(Document text):
Researchers from the Ningbo Institute of Materials Technology and Engineering (NIMTE), led by Prof. Ye Jichun, have developed a groundbreaking multifunctional cage-like diammonium chloride molecule. This innovation significantly reduces interfacial energy losses in perovskite/silicon tandem solar cells (TSCs), enhancing both their efficiency and stability. The findings were published in the esteemed journal Nature Communications.
TSCs have gained traction within the photovoltaic sector due to their potential for high efficiency and cost-effectiveness. The theoretical efficiency limit for these cells stands at an impressive 45.1%, yet current technologies still have considerable room for improvement, particularly concerning wide-bandgap perovskite top cells. One of the main challenges hindering progress is the considerable interfacial energy loss occurring at the perovskite/electron-selective contact interface.
To overcome this issue, the research team synthesized the innovative cage-like diammonium chloride molecule. By integrating this molecule into the perovskite/C60 interface, they were able to reduce film defects and adjust the interfacial dipole, effectively minimizing energy losses during operation.

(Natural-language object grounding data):
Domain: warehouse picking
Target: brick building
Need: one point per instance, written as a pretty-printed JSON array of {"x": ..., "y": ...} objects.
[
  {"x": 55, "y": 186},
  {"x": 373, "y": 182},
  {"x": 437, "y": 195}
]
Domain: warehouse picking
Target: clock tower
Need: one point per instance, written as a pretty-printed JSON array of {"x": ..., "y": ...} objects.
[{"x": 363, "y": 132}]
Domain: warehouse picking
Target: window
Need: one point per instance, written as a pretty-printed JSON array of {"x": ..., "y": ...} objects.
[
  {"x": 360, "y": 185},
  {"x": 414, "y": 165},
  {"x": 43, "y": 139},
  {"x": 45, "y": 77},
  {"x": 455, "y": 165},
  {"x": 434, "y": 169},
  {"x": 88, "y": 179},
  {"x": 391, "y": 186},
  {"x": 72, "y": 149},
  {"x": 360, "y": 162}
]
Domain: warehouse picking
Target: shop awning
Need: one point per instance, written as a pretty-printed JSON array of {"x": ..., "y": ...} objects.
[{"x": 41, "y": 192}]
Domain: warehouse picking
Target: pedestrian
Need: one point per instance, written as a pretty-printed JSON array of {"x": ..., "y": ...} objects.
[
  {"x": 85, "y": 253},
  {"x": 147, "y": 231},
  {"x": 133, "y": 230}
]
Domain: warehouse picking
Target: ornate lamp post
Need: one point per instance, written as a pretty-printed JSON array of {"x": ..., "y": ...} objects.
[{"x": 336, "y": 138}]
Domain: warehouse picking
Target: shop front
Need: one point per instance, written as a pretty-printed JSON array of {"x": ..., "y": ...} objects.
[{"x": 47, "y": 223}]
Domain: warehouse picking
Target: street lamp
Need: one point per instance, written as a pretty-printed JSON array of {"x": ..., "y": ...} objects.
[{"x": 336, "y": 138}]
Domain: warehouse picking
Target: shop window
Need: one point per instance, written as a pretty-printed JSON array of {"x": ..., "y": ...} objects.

(Using the information):
(1) According to the solar cell article, what is the theoretical efficiency limit for perovskite/silicon tandem solar cells?
(2) From the solar cell article, extract the text starting with "TSCs have gained" and going on through "perovskite/electron-selective contact interface.".
(3) Do these statements agree with the solar cell article? (a) The findings appeared in Nature Communications. (b) The team integrated the molecule into the perovskite/silicon interface. (c) Prof. Ye Jichun led the researchers.

(Answers for the exercise):
(1) 45.1%

(2)
TSCs have gained traction within the photovoltaic sector due to their potential for high efficiency and cost-effectiveness. The theoretical efficiency limit for these cells stands at an impressive 45.1%, yet current technologies still have considerable room for improvement, particularly concerning wide-bandgap perovskite top cells. One of the main challenges hindering progress is the considerable interfacial energy loss occurring at the perovskite/electron-selective contact interface.

(3)
(a) Yes: "The findings were published in the esteemed journal Nature Communications."
(b) No: "By integrating this molecule into the perovskite/C60 interface"
(c) Yes: "led by Prof. Ye Jichun"